• Directives:
1. In the forum thread about Trump, how much does StratMaster say the payment cost after robust negotiations?
2. Go on with the forum thread about Trump from the point where it stops.

• Extract to read:

⁂

Very well put. I've long assumed Trump a cad, womanizing Hollywood elitist but as long as he appoints the right judges, tries to protect the US and it's people over those of other countries first, and his lies are more embellishments then cover ups like Benghazi I think he is great for America. I don't think he colluded with Russia I think hillary did and her deep state is using the goods they got to frame him up.



6811 said:


> This is just an assumption, probably a good one or maybe not....
> 
> Does Trump lie? Sure he does... Did trump payoff stormy Daniels for their x-rated activities? I strongly believe so... Did he collude with the Russian's? Maybe, it depends on how you interpret collusion...
> 
> ...


----------



## StratMaster (Dec 26, 2017)

6811 said:


> Did trump payoff stormy Daniels for their x-rated activities? I strongly believe so...


Hey, I paid off Stormy Daniels TOO, but at least she has a sliding scale... after robust negotiations it cost me $1.98.


----------



## Prepared One (Nov 5, 2014)

Chiefster23 said:


> The average american is just trying to get thru life for himself and his family. Real people don't much care that Trump screwed a porn star a dozen years ago and then paid her. That's what happens with a hooker. You screw her then pay her for services rendered.

⁂

Some records

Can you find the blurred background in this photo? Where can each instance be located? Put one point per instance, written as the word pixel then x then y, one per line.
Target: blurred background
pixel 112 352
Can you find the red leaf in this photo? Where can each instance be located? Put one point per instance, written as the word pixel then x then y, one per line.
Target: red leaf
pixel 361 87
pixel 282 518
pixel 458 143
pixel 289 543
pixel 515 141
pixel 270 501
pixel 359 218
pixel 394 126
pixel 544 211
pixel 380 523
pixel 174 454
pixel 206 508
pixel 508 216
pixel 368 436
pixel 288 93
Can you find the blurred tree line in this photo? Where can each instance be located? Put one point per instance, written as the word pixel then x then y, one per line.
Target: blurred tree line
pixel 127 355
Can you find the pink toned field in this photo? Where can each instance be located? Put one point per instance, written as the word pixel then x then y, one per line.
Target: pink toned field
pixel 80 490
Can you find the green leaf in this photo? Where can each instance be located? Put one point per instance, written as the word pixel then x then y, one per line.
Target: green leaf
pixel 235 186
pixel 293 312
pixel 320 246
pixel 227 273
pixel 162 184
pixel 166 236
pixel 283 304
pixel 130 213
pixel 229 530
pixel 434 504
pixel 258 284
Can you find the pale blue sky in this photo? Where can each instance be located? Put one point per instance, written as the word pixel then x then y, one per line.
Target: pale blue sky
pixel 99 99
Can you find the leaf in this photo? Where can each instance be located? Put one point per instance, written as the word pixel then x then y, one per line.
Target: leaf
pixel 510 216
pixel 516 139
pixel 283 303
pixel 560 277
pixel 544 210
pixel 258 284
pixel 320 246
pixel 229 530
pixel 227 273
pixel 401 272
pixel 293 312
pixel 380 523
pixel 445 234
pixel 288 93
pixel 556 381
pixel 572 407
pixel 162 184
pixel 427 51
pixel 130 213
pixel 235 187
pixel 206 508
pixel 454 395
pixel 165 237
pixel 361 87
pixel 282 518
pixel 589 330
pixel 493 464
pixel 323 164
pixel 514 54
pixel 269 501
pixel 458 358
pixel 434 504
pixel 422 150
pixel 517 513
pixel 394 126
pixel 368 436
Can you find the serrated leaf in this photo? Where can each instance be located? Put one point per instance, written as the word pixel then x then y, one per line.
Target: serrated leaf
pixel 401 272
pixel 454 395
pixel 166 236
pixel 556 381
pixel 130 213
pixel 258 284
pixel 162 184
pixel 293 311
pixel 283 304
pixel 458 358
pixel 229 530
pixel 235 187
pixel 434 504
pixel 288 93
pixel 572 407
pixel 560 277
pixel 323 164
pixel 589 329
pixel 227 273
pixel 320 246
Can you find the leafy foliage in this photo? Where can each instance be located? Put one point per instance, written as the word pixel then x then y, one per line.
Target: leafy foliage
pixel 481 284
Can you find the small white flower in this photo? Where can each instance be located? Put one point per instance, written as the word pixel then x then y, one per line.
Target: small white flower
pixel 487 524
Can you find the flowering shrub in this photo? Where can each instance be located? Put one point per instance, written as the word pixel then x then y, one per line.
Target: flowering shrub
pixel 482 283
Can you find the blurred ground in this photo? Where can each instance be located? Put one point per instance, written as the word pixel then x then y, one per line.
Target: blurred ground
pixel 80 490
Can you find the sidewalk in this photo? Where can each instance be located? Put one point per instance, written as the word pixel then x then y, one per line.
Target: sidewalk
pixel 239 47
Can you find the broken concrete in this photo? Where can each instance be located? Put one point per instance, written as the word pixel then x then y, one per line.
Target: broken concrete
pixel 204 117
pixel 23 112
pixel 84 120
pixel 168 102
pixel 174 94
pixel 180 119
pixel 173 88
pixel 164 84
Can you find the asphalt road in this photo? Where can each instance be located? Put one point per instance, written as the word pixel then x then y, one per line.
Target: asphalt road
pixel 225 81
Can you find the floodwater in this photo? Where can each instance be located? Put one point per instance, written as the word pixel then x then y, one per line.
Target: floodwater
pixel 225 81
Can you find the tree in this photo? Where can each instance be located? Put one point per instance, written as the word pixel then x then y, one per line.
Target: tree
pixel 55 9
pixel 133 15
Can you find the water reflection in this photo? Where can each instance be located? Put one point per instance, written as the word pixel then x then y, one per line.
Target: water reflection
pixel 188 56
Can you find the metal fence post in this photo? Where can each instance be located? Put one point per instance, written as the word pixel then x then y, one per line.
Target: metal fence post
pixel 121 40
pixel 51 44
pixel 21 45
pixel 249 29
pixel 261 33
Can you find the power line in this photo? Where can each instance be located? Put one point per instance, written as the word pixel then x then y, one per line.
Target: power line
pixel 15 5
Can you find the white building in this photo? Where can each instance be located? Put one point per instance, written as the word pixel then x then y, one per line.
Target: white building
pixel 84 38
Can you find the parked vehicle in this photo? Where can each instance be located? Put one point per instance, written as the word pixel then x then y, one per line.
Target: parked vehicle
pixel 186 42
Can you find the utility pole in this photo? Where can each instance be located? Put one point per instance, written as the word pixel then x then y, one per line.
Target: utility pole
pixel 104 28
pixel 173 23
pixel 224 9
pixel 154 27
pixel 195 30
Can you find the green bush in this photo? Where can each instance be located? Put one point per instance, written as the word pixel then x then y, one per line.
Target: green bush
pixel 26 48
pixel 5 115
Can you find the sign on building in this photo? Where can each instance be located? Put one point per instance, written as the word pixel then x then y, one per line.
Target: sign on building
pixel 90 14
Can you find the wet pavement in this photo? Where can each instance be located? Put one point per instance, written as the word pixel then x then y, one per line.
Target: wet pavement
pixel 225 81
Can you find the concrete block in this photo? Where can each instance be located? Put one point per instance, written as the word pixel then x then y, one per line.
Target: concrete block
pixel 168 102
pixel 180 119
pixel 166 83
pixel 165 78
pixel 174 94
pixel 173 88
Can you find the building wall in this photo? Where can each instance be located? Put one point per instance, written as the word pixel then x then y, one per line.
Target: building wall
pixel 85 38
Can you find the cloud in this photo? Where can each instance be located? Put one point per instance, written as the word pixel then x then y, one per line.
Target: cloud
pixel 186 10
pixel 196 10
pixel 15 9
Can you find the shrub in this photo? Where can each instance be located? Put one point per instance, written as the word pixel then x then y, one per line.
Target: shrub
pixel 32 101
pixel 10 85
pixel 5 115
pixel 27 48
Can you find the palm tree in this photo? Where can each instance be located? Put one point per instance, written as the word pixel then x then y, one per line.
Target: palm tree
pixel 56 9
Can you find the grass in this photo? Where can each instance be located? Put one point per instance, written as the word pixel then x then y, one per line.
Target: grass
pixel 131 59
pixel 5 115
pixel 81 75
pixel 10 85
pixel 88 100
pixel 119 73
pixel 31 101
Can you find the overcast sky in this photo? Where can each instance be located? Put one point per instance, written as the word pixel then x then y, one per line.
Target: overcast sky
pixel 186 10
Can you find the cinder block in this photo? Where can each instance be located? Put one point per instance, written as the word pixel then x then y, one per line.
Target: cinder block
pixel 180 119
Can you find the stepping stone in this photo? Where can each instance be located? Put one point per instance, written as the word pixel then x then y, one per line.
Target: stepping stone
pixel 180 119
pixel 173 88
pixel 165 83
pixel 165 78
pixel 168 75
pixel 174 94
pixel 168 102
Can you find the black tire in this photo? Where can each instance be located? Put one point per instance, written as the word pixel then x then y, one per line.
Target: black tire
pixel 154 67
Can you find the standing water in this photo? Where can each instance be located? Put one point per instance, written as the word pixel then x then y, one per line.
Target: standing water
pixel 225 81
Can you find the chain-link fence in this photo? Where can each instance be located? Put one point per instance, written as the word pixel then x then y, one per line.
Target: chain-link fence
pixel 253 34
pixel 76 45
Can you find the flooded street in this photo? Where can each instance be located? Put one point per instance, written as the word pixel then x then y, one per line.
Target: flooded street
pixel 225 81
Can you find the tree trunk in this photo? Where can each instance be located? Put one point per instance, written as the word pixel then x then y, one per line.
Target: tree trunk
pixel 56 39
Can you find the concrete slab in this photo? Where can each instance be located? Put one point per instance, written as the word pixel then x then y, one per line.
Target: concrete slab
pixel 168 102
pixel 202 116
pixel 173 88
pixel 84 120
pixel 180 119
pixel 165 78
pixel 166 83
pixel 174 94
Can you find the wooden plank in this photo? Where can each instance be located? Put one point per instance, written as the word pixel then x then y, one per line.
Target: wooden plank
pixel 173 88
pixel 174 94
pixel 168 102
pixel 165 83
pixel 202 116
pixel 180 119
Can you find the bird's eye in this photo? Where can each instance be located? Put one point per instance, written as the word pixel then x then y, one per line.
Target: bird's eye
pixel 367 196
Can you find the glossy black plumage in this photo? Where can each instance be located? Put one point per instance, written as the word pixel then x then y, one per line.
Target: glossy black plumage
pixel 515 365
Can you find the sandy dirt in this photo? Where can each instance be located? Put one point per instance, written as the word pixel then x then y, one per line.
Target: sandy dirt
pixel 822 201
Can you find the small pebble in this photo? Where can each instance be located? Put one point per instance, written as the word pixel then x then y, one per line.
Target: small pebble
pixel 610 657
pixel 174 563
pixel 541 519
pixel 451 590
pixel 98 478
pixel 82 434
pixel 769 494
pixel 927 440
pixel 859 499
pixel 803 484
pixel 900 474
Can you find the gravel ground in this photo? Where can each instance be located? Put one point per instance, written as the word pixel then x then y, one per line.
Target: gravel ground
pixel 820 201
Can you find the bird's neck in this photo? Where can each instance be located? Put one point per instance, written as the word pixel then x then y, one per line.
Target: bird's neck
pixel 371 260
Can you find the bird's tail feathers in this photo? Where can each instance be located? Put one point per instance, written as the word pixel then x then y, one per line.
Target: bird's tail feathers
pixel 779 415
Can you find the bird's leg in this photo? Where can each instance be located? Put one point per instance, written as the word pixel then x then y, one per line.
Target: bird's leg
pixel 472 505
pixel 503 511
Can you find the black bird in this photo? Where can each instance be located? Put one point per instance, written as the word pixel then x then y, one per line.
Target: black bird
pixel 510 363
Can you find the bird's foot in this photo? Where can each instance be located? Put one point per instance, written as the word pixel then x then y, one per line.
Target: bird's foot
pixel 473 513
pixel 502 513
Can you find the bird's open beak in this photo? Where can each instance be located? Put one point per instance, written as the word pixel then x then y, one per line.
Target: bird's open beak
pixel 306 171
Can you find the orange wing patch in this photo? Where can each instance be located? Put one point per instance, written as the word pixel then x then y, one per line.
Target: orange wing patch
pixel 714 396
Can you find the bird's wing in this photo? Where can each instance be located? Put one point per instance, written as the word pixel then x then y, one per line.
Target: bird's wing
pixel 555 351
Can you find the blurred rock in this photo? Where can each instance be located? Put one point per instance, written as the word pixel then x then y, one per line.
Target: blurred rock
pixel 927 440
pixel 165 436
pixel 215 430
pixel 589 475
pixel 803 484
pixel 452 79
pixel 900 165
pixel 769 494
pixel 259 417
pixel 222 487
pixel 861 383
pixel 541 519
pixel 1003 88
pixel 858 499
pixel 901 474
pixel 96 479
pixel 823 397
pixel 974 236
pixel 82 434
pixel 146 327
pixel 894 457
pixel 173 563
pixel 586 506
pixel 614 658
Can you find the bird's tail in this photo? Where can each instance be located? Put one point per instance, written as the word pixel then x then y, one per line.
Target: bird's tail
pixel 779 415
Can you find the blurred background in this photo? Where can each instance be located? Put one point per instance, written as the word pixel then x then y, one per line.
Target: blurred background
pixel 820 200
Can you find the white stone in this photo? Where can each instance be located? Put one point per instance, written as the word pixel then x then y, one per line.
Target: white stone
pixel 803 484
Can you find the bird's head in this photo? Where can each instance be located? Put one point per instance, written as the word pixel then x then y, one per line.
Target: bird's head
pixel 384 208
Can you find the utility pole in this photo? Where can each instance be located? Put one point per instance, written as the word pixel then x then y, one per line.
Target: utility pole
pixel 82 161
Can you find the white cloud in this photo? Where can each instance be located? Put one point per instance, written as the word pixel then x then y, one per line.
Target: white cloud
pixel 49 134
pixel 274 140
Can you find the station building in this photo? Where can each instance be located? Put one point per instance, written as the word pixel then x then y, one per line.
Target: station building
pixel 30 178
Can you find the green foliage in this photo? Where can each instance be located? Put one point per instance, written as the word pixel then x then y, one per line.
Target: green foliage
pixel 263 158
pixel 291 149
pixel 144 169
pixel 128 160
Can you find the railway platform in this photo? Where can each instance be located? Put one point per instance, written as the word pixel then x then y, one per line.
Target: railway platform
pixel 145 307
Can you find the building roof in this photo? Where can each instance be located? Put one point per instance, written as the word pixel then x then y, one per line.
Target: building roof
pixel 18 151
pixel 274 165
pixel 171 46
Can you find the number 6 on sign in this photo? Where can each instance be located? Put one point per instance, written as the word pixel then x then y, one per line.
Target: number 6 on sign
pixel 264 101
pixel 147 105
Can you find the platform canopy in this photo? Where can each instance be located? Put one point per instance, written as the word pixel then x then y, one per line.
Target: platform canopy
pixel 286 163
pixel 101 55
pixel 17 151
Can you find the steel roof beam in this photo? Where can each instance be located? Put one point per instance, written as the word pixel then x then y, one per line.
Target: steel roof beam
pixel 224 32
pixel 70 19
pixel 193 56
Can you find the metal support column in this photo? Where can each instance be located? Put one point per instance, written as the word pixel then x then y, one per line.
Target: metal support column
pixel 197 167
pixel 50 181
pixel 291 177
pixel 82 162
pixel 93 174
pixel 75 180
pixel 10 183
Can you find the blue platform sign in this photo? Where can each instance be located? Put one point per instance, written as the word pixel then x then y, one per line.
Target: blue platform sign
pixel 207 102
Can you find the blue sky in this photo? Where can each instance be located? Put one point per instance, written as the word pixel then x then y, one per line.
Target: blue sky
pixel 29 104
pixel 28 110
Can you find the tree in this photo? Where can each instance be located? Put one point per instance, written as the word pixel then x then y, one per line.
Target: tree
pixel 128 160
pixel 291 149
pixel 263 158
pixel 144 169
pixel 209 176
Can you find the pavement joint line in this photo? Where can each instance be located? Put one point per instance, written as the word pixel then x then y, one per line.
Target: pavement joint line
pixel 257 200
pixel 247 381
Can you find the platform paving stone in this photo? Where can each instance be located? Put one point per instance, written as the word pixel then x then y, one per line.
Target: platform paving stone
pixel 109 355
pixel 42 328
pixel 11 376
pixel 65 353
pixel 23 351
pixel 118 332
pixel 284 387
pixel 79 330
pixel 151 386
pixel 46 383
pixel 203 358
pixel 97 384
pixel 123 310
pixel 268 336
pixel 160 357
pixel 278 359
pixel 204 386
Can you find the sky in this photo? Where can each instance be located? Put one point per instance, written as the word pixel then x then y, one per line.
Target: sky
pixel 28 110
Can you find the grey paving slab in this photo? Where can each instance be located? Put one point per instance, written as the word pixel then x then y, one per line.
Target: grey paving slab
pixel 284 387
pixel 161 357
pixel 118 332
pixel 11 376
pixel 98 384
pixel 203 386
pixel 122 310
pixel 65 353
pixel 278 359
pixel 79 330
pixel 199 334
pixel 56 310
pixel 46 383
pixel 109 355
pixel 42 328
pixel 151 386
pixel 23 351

⁂

• Expected outputs:
1. $1.98

2.
You don't pay a hooker for sex, you pay her to leave, this one didn't. If this is the extent of Trumps transgressions? Pffft. Won't be the first time, nor the last, that a man with power and money has had a woman or two on the side. I seem to recall this country elected a guy, twice, that had a rape charge or two swirling around him.


----------



## 6811 (Jan 2, 2013)

StratMaster said:


> Hey, I paid off Stormy Daniels TOO, but at least she has a sliding scale... after robust negotiations it cost me $1.98.


Believe it or not I have seen a lot of stormy Daniels for free, in fact I was paid by the tax payers to watch stormy and her friends on video at work. Thank God I had to watch those videos on fast forward...


----------



## The Tourist (Jun 9, 2016)

Robie said:


> The 3 MAGA hats I ordered were made in the USA


I want to buy one of those pink hats the women wore to the protest. I want to make a coin purse out of it, run a carabiner through it and hang it on my belt. I have the usual Harley chain wallet, but where are the laughs with that?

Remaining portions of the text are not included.